▶ Task instructions: Look for the line containing "398L268 401V432L276 440L283" and the line containing "132L335 160L347 623L419" in the entries below. Copy those two and all lines between them exactly, leaving out pictures.

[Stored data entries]
┌──

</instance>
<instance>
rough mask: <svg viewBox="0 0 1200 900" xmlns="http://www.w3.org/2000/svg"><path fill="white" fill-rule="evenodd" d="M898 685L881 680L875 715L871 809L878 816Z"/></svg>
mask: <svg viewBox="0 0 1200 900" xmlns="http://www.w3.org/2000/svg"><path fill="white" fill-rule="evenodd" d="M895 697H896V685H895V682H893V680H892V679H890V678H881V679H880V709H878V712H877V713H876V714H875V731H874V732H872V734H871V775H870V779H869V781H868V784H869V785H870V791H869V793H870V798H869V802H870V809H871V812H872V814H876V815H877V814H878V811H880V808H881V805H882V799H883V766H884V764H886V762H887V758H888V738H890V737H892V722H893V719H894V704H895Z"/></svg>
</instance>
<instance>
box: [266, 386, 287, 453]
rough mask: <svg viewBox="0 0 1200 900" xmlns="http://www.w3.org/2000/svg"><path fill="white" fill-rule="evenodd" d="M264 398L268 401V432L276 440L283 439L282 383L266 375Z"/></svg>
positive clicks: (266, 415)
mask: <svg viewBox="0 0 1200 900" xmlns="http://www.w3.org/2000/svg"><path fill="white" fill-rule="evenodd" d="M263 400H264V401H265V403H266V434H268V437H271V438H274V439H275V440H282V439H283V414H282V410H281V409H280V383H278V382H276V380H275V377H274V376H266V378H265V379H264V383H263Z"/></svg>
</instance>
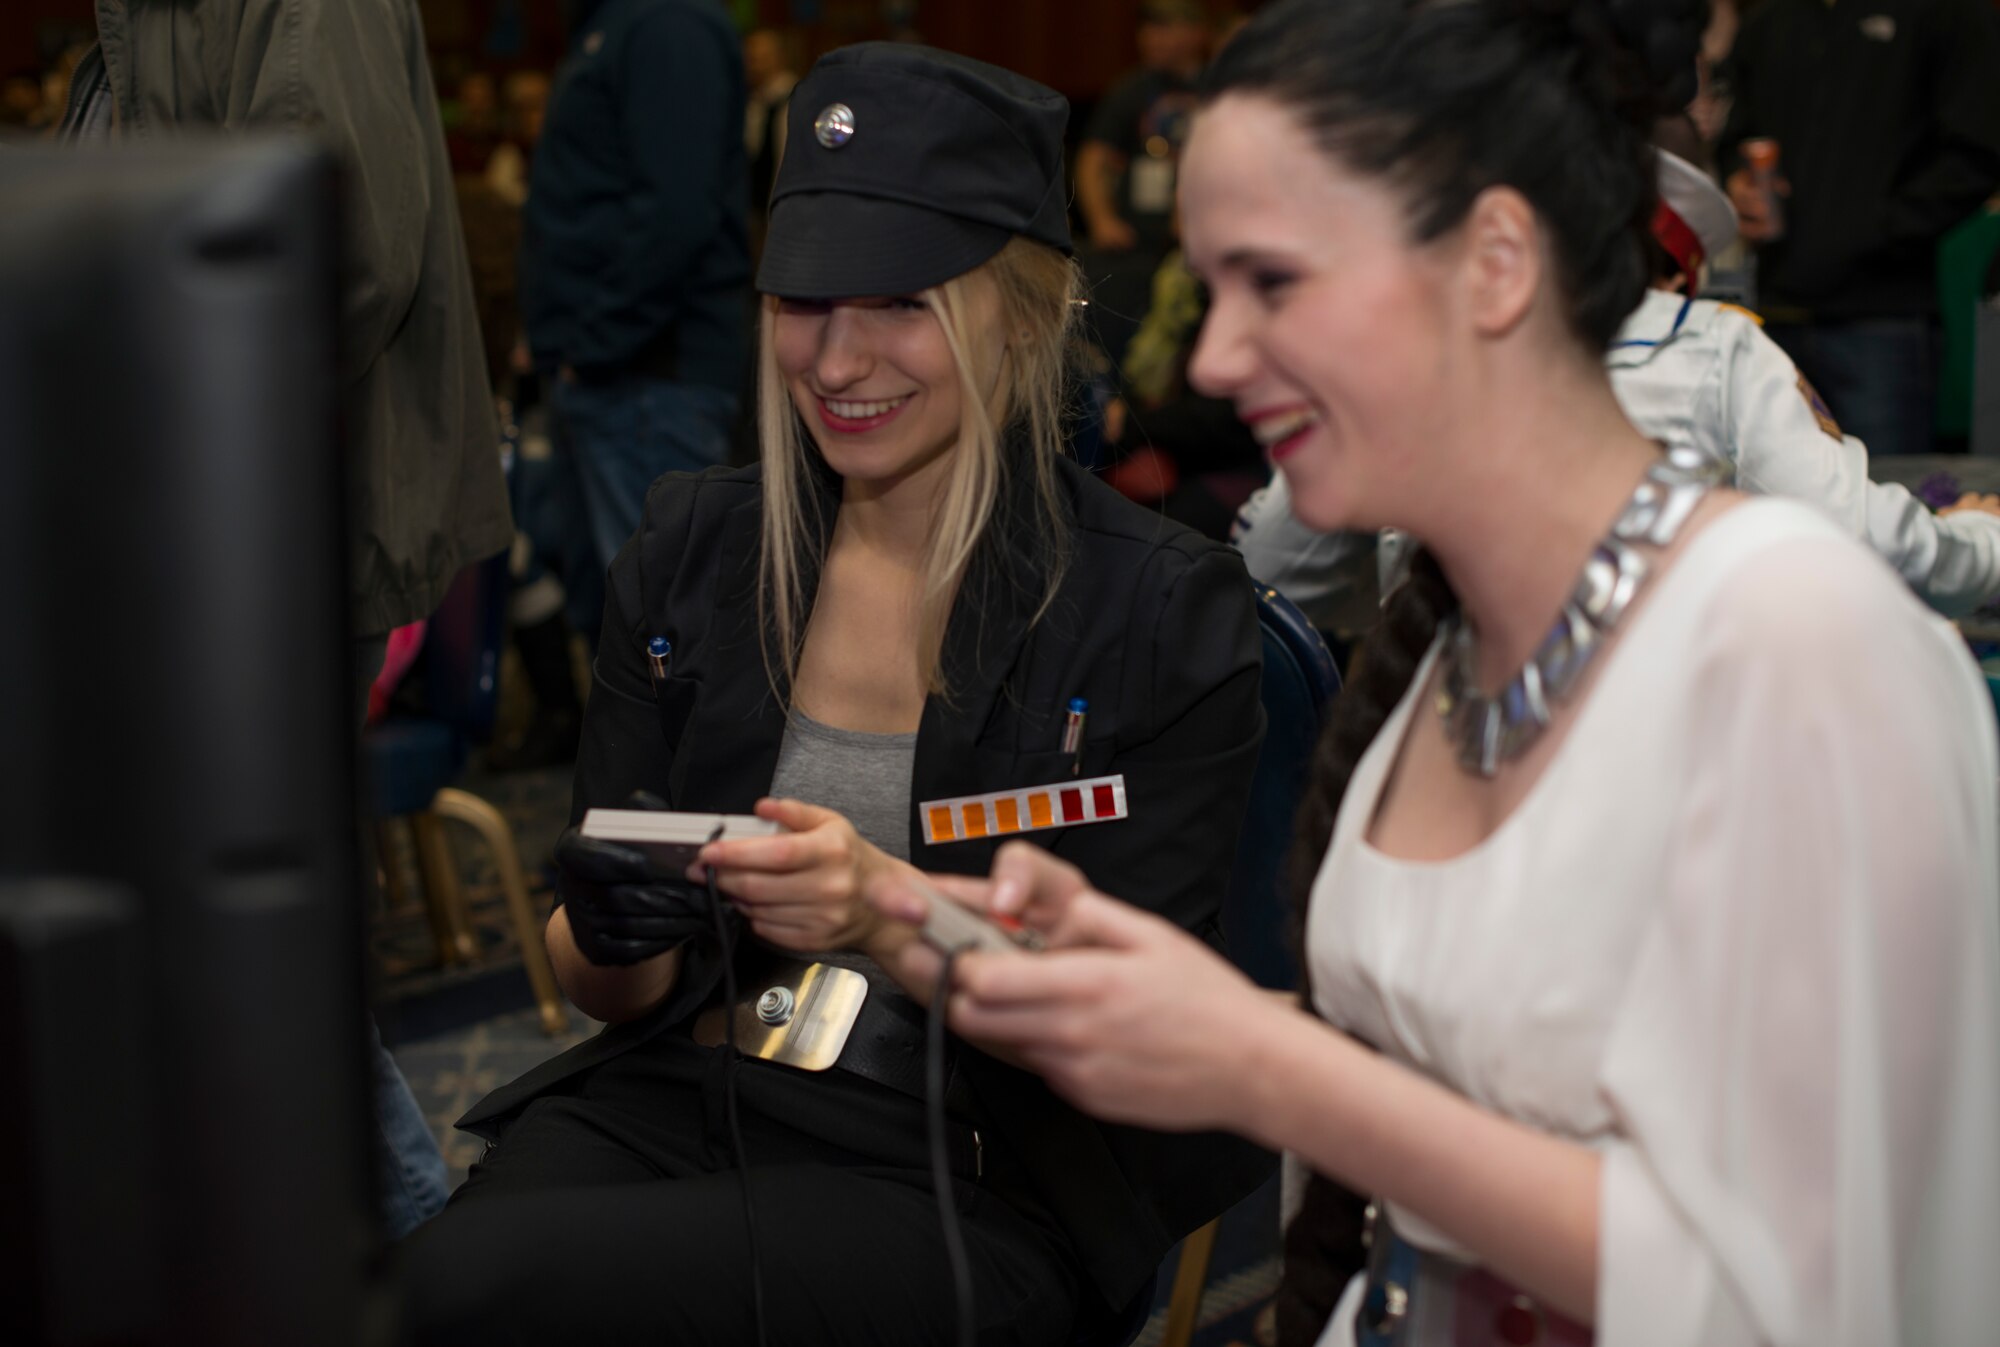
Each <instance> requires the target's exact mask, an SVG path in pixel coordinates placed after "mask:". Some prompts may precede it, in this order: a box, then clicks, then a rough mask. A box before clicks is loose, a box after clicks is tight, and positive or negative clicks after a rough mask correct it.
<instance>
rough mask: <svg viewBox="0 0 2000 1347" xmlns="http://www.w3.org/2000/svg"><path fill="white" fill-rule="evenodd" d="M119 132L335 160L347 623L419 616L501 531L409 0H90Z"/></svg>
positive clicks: (458, 275)
mask: <svg viewBox="0 0 2000 1347" xmlns="http://www.w3.org/2000/svg"><path fill="white" fill-rule="evenodd" d="M96 8H98V44H100V50H102V54H104V68H106V78H108V82H110V92H112V100H114V108H116V128H118V130H116V134H118V136H120V138H128V140H144V138H150V136H172V134H180V132H186V130H192V128H208V130H214V128H220V130H224V132H296V134H306V136H312V138H316V140H320V142H322V144H326V146H330V148H332V150H334V152H336V154H338V156H340V162H342V170H344V184H342V186H344V212H346V220H344V222H346V230H344V238H342V242H344V248H346V256H344V276H342V318H344V344H342V388H344V402H342V412H344V416H346V432H348V434H346V438H348V446H350V454H352V456H354V464H356V470H354V474H352V480H354V494H352V504H350V528H348V538H350V546H352V556H350V572H352V624H354V634H356V636H380V634H384V632H388V630H392V628H398V626H404V624H408V622H416V620H418V618H424V616H426V614H430V612H432V610H434V608H436V606H438V602H440V600H442V598H444V592H446V588H448V586H450V584H452V578H454V576H456V574H458V572H460V570H462V568H464V566H466V564H468V562H478V560H480V558H488V556H492V554H496V552H500V550H502V548H506V546H508V544H510V542H512V538H514V524H512V518H510V512H508V502H506V486H504V482H502V478H500V436H498V428H496V420H494V400H492V388H490V386H488V382H486V362H484V354H482V346H480V330H478V314H476V308H474V302H472V272H470V268H468V264H466V242H464V234H462V230H460V226H458V202H456V198H454V192H452V170H450V162H448V160H446V152H444V130H442V126H440V122H438V96H436V90H434V88H432V82H430V66H428V58H426V50H424V28H422V20H420V18H418V10H416V0H96Z"/></svg>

└──

▶ Answer section:
rough mask: <svg viewBox="0 0 1200 900" xmlns="http://www.w3.org/2000/svg"><path fill="white" fill-rule="evenodd" d="M264 398L268 401V432L276 440L283 439L282 383L266 375Z"/></svg>
positive clicks: (266, 415)
mask: <svg viewBox="0 0 1200 900" xmlns="http://www.w3.org/2000/svg"><path fill="white" fill-rule="evenodd" d="M263 400H264V401H265V403H266V434H268V437H271V438H274V439H275V440H282V439H283V414H282V410H281V409H280V383H278V382H276V380H275V377H274V376H266V378H265V379H264V383H263Z"/></svg>
</instance>
Each <instance> requires the target's exact mask, an SVG path in pixel coordinates placed after "mask:". Some prompts may precede it, in this order: a box, then clicks, then a rough mask. A box before clicks is loose, a box after clicks is tight, and positive or negative clicks after a rough mask correct it.
<instance>
rough mask: <svg viewBox="0 0 2000 1347" xmlns="http://www.w3.org/2000/svg"><path fill="white" fill-rule="evenodd" d="M119 132L335 160L347 623L419 616L501 531L409 0H90Z"/></svg>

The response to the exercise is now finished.